#### PASSAGE FOR REVIEW
□ □ □ □ □ □ □
Checking your furnace
Scheduling routine maintenance on your furnace can help to prevent carbon monoxide poisoning. Because your furnace is rarely used during the summer, dust and other things can build up inside it and the filters, making it more difficult for the warm air to get out. Carbon monoxide is odorless and invisible, which can make it impossible to detect without a detector system within your home.
Signs of poisoning can include headaches, fatigue, and breathing problems, and can lead to death if toxin levels get too high. Dogs more easily succumb to lower levels of carbon monoxide than humans.
Importance of the leash
Although your dog may have excellent recall, skip letting him roam in the yard without a leash. Anything can happen — he could take notice of a deer or bunny — and cause him to run off. Due to the snow on the ground, it can be more difficult for your dog to retrace his steps and pick up his own scent.
This makes it much easier for your dog to become lost in the snow, and if there’s an impending snow storm, his chances of returning home are reduced even further. It’s best that you keep your dog on a leash at all times when you venture outside, and ensure that he is wearing his collar with identification in case someone does find him. Having your dog microchipped can also help in getting him returned to you quickly.
Looking for signs of hypothermia
Hypothermia is a serious condition that is the result of your dog being too cold. Whether due to poor health or poor circulation, it can have detrimental effects if your dog is not kept warm enough. In the mild cases, your dog will experience shivering, and will show signs of weakness, lethargy and depression.
If left untreated, your dog may stop responding to stimuli altogether, as his muscles stiffen and his breathing and heartbeat start to slow down. Eventually, this can lead to death.
At the first sign of these symptoms, you should wrap your dog in blankets and take him to the vet immediately. He can monitor your dog’s vital signs, and provide warm IV fluids if it is necessary.
This is especially important of your pooch is kept outside. Please read our great article on how to winterize your dog house so that your dog won’t succumb to the cold weather.
Looking for signs of frostbite
Frostbite occurs when the extremities get too cold. It’s the body’s way of preserving itself by withdrawing blood into the main part of the body in order to keep it warm. These include the dog’s ears, paws and/or tail. These parts can get so cold that ice crystals begin to form within, resulting in damage to the surrounding tissue. The problem with frostbite in dogs is that it is not easily detectable.
The signs of damage are not readily visible until days later. In the event that you suspect your dog is suffering from frostbite, you can soak the extremities in warm water for roughly ten minutes in order to restore circulation by melting the ice crystals that may have formed. It’s important that you don’t rub the extremities, as this can cause further damage from the presence of these crystals. Wrap your dog in blankets to increase his core temperature and take him to the vet immediately in order to receive an assessment of his health.
If you’re more of a snow bunny who enjoys going outside when snow’s on the ground, read our list on the top cold weather dog breeds who don’t mind it being a little nippy outside.
Cold weather can be an enjoyable experience for both you and your dog, as long as the precautions are taken to guarantee his health and happiness. Though you may spend more time indoors, cuddling together in front of a fire, you can still have fun with your dog engaging in indoor activities.
Winter temperatures pose just as many risks to your dog as the high temperatures of summer, so exercise care and common sense when it comes to taking him outdoors.
□ □ □ □ □ □ □
#### LISTED RECORDS
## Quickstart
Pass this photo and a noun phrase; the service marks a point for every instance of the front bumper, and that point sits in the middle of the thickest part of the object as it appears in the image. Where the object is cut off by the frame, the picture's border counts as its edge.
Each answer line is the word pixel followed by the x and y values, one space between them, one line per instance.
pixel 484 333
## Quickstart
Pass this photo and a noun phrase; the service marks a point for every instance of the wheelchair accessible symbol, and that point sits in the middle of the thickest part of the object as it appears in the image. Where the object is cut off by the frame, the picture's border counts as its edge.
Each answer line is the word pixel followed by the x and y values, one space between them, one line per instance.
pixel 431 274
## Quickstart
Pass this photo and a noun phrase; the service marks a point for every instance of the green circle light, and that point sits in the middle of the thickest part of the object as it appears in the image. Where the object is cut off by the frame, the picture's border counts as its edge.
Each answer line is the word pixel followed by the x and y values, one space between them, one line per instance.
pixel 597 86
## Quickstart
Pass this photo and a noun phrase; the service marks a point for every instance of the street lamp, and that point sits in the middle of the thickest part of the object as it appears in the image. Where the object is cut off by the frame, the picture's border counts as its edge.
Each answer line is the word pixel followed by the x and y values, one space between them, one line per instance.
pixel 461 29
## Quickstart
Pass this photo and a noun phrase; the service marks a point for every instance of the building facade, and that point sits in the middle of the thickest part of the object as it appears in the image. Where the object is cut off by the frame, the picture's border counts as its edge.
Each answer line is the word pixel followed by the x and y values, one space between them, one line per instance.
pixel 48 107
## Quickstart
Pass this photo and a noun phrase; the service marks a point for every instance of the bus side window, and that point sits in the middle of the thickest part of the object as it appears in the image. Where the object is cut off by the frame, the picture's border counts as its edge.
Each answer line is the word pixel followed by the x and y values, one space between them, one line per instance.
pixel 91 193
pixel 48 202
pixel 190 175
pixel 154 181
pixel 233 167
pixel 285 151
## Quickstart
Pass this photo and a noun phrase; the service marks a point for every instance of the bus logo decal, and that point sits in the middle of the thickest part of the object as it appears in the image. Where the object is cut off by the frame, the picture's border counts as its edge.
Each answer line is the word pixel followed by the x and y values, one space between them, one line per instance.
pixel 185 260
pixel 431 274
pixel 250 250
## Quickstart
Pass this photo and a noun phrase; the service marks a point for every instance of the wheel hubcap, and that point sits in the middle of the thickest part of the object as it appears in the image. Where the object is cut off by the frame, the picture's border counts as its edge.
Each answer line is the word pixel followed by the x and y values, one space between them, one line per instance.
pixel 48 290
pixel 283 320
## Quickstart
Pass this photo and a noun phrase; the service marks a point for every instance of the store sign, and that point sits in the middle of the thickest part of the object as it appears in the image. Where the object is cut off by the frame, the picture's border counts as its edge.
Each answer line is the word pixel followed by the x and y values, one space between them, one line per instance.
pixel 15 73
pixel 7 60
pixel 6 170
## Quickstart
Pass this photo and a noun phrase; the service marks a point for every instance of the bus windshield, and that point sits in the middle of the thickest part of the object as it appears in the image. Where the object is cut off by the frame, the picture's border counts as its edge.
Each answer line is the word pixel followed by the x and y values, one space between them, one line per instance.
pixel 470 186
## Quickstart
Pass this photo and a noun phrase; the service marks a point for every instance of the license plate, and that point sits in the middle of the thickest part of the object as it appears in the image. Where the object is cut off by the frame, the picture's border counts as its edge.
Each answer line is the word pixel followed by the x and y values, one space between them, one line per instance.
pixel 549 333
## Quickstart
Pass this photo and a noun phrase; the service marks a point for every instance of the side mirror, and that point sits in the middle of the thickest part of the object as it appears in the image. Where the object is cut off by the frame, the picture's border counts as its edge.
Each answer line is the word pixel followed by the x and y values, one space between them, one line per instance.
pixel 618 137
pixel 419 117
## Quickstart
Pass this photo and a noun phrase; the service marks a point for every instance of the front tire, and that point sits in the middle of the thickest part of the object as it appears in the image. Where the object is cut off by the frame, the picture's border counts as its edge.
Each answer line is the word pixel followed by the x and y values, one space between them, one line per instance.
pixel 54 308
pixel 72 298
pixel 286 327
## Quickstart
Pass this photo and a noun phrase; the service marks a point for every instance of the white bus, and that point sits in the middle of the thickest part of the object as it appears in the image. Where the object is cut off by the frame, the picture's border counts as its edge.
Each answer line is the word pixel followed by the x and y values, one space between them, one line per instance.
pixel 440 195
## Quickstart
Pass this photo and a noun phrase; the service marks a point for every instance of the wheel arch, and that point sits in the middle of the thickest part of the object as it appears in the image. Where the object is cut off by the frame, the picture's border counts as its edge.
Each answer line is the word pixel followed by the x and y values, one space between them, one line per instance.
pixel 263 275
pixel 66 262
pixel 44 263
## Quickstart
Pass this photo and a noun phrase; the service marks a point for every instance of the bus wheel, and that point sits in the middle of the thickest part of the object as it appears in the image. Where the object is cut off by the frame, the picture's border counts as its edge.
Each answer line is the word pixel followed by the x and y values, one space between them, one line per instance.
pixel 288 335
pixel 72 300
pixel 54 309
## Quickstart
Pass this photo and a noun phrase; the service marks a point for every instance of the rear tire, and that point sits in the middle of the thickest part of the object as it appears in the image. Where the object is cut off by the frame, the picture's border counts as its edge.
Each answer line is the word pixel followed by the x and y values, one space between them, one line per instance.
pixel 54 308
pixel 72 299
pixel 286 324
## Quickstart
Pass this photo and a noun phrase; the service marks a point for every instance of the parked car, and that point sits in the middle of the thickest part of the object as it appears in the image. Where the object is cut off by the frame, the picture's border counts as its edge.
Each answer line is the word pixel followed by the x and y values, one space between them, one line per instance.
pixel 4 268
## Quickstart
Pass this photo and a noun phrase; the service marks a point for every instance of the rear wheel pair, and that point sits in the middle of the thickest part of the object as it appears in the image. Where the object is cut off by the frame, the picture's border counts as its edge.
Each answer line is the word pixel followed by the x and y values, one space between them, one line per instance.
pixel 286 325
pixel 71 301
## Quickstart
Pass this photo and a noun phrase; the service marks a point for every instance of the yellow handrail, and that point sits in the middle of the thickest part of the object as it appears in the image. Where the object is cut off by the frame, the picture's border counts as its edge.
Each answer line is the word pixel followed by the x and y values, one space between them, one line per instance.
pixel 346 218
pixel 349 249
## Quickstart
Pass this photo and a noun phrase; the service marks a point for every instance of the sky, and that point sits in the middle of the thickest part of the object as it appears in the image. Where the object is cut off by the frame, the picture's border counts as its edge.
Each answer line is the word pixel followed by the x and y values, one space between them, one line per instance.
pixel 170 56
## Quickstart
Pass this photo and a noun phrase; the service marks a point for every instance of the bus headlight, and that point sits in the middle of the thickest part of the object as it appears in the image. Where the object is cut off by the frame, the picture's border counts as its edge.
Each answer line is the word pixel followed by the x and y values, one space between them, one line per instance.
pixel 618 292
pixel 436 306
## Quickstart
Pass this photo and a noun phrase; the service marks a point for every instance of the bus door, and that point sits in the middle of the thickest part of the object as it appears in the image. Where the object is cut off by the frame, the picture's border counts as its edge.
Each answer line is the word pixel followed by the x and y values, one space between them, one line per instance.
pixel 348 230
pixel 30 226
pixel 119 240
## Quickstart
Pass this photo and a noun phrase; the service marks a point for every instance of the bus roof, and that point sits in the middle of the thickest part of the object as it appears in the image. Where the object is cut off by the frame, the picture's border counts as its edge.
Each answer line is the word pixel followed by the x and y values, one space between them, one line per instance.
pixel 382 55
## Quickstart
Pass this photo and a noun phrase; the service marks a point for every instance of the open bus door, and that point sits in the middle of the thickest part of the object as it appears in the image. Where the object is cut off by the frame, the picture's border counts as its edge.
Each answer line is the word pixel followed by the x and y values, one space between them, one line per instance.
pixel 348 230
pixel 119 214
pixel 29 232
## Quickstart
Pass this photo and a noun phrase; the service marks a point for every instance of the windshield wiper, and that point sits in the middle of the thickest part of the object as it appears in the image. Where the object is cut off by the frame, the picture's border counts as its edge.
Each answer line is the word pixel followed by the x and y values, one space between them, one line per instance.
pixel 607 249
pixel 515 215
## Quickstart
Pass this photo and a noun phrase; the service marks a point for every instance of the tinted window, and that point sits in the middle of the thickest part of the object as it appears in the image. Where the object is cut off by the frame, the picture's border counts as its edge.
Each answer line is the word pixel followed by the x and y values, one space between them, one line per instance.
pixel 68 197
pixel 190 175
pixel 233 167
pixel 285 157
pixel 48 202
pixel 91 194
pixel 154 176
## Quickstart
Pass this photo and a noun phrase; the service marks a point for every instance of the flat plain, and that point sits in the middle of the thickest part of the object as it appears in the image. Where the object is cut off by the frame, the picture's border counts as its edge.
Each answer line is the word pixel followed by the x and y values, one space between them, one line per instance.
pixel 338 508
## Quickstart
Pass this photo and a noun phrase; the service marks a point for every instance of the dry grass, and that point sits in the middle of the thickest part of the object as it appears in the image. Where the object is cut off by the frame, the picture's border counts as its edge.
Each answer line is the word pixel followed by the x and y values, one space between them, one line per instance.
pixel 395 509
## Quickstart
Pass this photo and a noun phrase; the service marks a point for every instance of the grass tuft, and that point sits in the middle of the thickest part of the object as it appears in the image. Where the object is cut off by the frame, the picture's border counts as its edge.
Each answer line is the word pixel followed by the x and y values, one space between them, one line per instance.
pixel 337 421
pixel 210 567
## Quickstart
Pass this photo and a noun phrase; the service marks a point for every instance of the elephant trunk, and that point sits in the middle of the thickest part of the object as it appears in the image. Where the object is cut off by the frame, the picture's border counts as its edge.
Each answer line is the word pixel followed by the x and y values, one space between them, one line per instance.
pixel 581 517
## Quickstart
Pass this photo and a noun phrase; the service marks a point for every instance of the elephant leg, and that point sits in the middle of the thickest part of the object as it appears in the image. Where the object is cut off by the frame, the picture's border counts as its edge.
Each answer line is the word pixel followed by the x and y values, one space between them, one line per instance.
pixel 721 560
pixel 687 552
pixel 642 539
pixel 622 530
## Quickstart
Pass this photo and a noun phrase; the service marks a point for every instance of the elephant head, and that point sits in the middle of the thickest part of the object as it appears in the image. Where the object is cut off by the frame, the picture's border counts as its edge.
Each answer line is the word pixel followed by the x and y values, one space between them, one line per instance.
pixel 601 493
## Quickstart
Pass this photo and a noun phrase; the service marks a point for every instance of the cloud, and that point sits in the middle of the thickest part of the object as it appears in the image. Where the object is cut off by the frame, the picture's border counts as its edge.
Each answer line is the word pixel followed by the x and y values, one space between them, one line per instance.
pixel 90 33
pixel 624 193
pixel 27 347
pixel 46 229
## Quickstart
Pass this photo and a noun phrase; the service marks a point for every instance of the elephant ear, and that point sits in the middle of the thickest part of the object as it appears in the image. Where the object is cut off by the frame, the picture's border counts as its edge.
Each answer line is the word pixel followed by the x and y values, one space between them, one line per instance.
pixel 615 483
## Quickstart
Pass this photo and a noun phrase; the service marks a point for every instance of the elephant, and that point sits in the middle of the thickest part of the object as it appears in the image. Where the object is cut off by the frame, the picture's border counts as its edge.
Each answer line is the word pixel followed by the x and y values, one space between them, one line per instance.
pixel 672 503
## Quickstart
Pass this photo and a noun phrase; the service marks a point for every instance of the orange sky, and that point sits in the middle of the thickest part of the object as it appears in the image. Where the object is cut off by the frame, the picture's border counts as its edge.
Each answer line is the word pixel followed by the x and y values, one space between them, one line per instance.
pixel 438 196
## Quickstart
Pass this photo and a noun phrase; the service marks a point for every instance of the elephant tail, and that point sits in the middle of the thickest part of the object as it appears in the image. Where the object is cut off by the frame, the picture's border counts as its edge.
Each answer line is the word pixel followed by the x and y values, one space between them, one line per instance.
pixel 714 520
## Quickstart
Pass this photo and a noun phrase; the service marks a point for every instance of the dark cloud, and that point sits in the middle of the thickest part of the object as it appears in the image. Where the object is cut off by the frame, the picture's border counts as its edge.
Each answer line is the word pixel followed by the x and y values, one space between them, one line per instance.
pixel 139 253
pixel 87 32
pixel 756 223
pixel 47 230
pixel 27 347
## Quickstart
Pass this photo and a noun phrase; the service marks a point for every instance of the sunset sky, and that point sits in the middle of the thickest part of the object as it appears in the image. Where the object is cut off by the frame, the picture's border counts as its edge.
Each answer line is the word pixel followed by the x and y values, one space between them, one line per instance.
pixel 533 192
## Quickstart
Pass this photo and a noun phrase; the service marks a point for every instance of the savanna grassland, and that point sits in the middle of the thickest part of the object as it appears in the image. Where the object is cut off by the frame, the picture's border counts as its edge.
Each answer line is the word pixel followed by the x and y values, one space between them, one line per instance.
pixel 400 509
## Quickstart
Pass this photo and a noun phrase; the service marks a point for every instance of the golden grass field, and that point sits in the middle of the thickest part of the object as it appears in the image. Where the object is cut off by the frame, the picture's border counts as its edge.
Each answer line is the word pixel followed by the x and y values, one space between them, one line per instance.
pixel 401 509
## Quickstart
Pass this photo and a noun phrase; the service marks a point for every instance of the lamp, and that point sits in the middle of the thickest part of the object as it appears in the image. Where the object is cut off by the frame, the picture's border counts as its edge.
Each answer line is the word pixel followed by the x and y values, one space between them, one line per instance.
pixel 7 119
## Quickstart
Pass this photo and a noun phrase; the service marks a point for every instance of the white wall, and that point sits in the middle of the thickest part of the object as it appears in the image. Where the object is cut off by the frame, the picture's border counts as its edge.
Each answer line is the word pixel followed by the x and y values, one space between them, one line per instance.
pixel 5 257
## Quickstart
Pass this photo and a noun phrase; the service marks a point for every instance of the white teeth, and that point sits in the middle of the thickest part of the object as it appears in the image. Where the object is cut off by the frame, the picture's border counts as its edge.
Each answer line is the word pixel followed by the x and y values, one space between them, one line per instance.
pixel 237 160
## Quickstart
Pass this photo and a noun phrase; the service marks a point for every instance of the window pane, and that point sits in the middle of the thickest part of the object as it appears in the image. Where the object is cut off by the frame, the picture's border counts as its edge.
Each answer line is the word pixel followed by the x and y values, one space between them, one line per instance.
□ □ □ □ □ □ □
#### WHAT YOU SHOULD DO
Repeat the winter dog-care text word for word, from "The signs of" to "little nippy outside.".

#### EXERCISE ANSWER
The signs of damage are not readily visible until days later. In the event that you suspect your dog is suffering from frostbite, you can soak the extremities in warm water for roughly ten minutes in order to restore circulation by melting the ice crystals that may have formed. It’s important that you don’t rub the extremities, as this can cause further damage from the presence of these crystals. Wrap your dog in blankets to increase his core temperature and take him to the vet immediately in order to receive an assessment of his health.
If you’re more of a snow bunny who enjoys going outside when snow’s on the ground, read our list on the top cold weather dog breeds who don’t mind it being a little nippy outside.